**Quesito 1:**
Riporti il passo dell'introduzione che inizia con le parole "Il libretto esce" e si chiude con le parole "dépens de l’Autheur.".
**Quesito 2:**
Risponda alle seguenti domande in base all'introduzione:
(a) Secondo Lenglet-Dufresnoy, in quali città fu ristampato Le tombeau de la Pauvreté?
(b) In quale città d'Atremont trascorse alcuni giorni con Olaus Borrichius?
(c) Presso chi fu stampata la prima edizione, secondo il frontespizio?
**Quesito 3:**
Stabilisca se ciascuna delle affermazioni seguenti concorda con l'introduzione, rispondendo sì o no e citando le parole che lo dimostrano:
(a) Lenglet-Dufresnoy menziona d'Atremont nel secondo volume della sua Histoire de la Philosophie Hermetique.
(b) Borrichius giudicava laborioso il procedimento rivelatogli da d'Atremont.
(c) Sul frontespizio della prima edizione l'autore è indicato come un filosofo sconosciuto.

**Sezione di testo:**
-------

On Line dal 30/06/2012

 

Vai alla prima parte della traduzione

Vai alla seconda parte della traduzione

________________________ 

INTRODUZIONE.

Del Signor Henri d’Atremont, di cui non sono note altre opere oltre a quella che presentiamo, sappiamo assai poco. Sfuggito sistematicamente a tutti i dizionari biografici, su di esso abbiamo solo la corta annotazione, assai poco elogiativa, che Lenglet-Dufresnoy ci concede a pag. 483 del primo volume della sua Histoire de la Philosophie Hermetique (1):

«Il Signor d’Atremons, gentiluomo francese, viaggia nel nord e fa stampare nel 1672, a Francoforte, Le tombeau de la Pauvreté, ristampato poi a Parigi ed a Lione. Borrichius lo stimava assai poco».

La voce che al nostro autore dedica il Ferguson, che rilegge il Conspectus Scriptorum Chemicorum  (1697) di Olaus Borrichius (1626-1690), ci dà qualche informazione in più:

«Atremont, autore reputato, fu un cavaliere o nobile francese che, dopo aver viaggiato a lungo nell’Est, spese alcuni giorni con Olaus Borrichius a Copenaghen, e gli rivelò i suoi procedimenti. Essi consistevano nel convertire l’oro in una porosa, leggera, non fondibile, opaca sostanza attraverso reiterate amalgamazioni, nell’espellerne il mercurio per riscaldamento, e poi digerire l’oro con il migliore “acetum stillatitium” per coobazione, fino a che esso non diventi “fondibile, penetrante e tingente”. Borrichius riteneva questo processo così tanto laborioso e così differente da quelli degli alchimisti più antichi, che egli lo rimetteva volentieri nelle mani di chi fosse abbastanza determinato da provarlo» (2).   

Queste, in sintesi, le informazioni cui attingono tutti i repertori bibliografici che recensiscono il nostro testo.
Il libretto esce in prima edizione nel 1672 con questo frontespizio:

Le Tombeau de la Pauvreté, dans lequel il est traité clairement de la transmutation des Metaux & du moyen qu’on doit tenir pour y parvenir. Par un Philosophe Inconnu; en faveur de ses Amys particuliers, Franc-fort, chez Jean George Draullmann, aux dépens de l’Autheur.

-------

**Materiale fornito:**
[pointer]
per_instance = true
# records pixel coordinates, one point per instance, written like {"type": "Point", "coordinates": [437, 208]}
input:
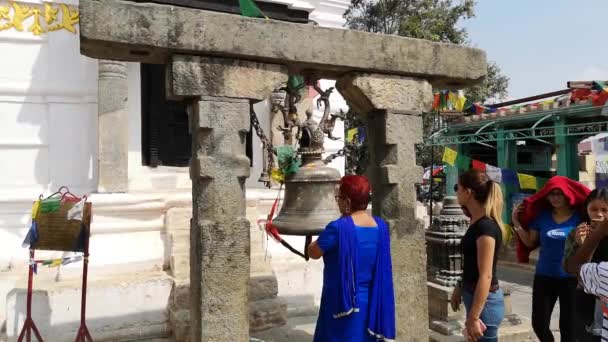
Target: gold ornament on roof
{"type": "Point", "coordinates": [38, 20]}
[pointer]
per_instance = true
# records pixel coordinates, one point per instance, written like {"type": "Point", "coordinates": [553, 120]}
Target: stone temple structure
{"type": "Point", "coordinates": [222, 64]}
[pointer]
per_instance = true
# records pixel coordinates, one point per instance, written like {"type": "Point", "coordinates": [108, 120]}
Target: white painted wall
{"type": "Point", "coordinates": [48, 126]}
{"type": "Point", "coordinates": [48, 138]}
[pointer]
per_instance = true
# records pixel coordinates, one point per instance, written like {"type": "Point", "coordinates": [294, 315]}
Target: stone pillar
{"type": "Point", "coordinates": [444, 266]}
{"type": "Point", "coordinates": [394, 106]}
{"type": "Point", "coordinates": [113, 127]}
{"type": "Point", "coordinates": [220, 232]}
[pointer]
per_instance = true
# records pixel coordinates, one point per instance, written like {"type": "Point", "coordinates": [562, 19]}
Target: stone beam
{"type": "Point", "coordinates": [220, 231]}
{"type": "Point", "coordinates": [194, 75]}
{"type": "Point", "coordinates": [124, 30]}
{"type": "Point", "coordinates": [394, 125]}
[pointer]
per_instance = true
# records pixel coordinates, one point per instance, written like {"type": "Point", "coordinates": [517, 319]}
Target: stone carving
{"type": "Point", "coordinates": [444, 257]}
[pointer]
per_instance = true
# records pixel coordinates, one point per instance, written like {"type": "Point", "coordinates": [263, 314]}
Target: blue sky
{"type": "Point", "coordinates": [542, 44]}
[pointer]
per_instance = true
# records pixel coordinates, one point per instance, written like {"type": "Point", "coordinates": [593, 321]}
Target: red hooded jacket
{"type": "Point", "coordinates": [575, 192]}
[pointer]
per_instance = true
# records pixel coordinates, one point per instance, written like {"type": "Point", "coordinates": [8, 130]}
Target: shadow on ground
{"type": "Point", "coordinates": [297, 329]}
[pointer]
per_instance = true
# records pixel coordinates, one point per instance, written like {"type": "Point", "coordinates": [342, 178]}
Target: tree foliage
{"type": "Point", "coordinates": [435, 20]}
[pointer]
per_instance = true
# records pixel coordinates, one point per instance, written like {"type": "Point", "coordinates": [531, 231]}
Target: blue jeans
{"type": "Point", "coordinates": [492, 313]}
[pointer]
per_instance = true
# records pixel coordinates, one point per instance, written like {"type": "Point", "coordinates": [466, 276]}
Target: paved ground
{"type": "Point", "coordinates": [301, 329]}
{"type": "Point", "coordinates": [520, 280]}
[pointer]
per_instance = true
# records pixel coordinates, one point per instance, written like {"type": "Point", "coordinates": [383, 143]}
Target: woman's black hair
{"type": "Point", "coordinates": [597, 194]}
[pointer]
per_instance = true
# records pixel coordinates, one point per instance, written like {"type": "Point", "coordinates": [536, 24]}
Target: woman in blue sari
{"type": "Point", "coordinates": [357, 301]}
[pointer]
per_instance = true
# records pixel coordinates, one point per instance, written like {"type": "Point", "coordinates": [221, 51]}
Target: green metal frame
{"type": "Point", "coordinates": [451, 135]}
{"type": "Point", "coordinates": [541, 125]}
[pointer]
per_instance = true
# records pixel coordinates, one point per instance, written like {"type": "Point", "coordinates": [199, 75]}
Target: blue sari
{"type": "Point", "coordinates": [357, 302]}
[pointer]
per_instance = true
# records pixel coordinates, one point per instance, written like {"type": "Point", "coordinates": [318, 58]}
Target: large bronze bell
{"type": "Point", "coordinates": [309, 203]}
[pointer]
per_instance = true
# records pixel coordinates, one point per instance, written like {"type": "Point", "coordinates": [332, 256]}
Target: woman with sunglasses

-------

**Risposta 1:**
Il libretto esce in prima edizione nel 1672 con questo frontespizio:

Le Tombeau de la Pauvreté, dans lequel il est traité clairement de la transmutation des Metaux & du moyen qu’on doit tenir pour y parvenir. Par un Philosophe Inconnu; en faveur de ses Amys particuliers, Franc-fort, chez Jean George Draullmann, aux dépens de l’Autheur.

**Risposta 2:**
(a) A Parigi e a Lione.
(b) A Copenaghen.
(c) Presso Jean George Draullmann.

**Risposta 3:**
(a) No: «a pag. 483 del primo volume della sua Histoire de la Philosophie Hermetique».
(b) Sì: «Borrichius riteneva questo processo così tanto laborioso».
(c) Sì: «Par un Philosophe Inconnu».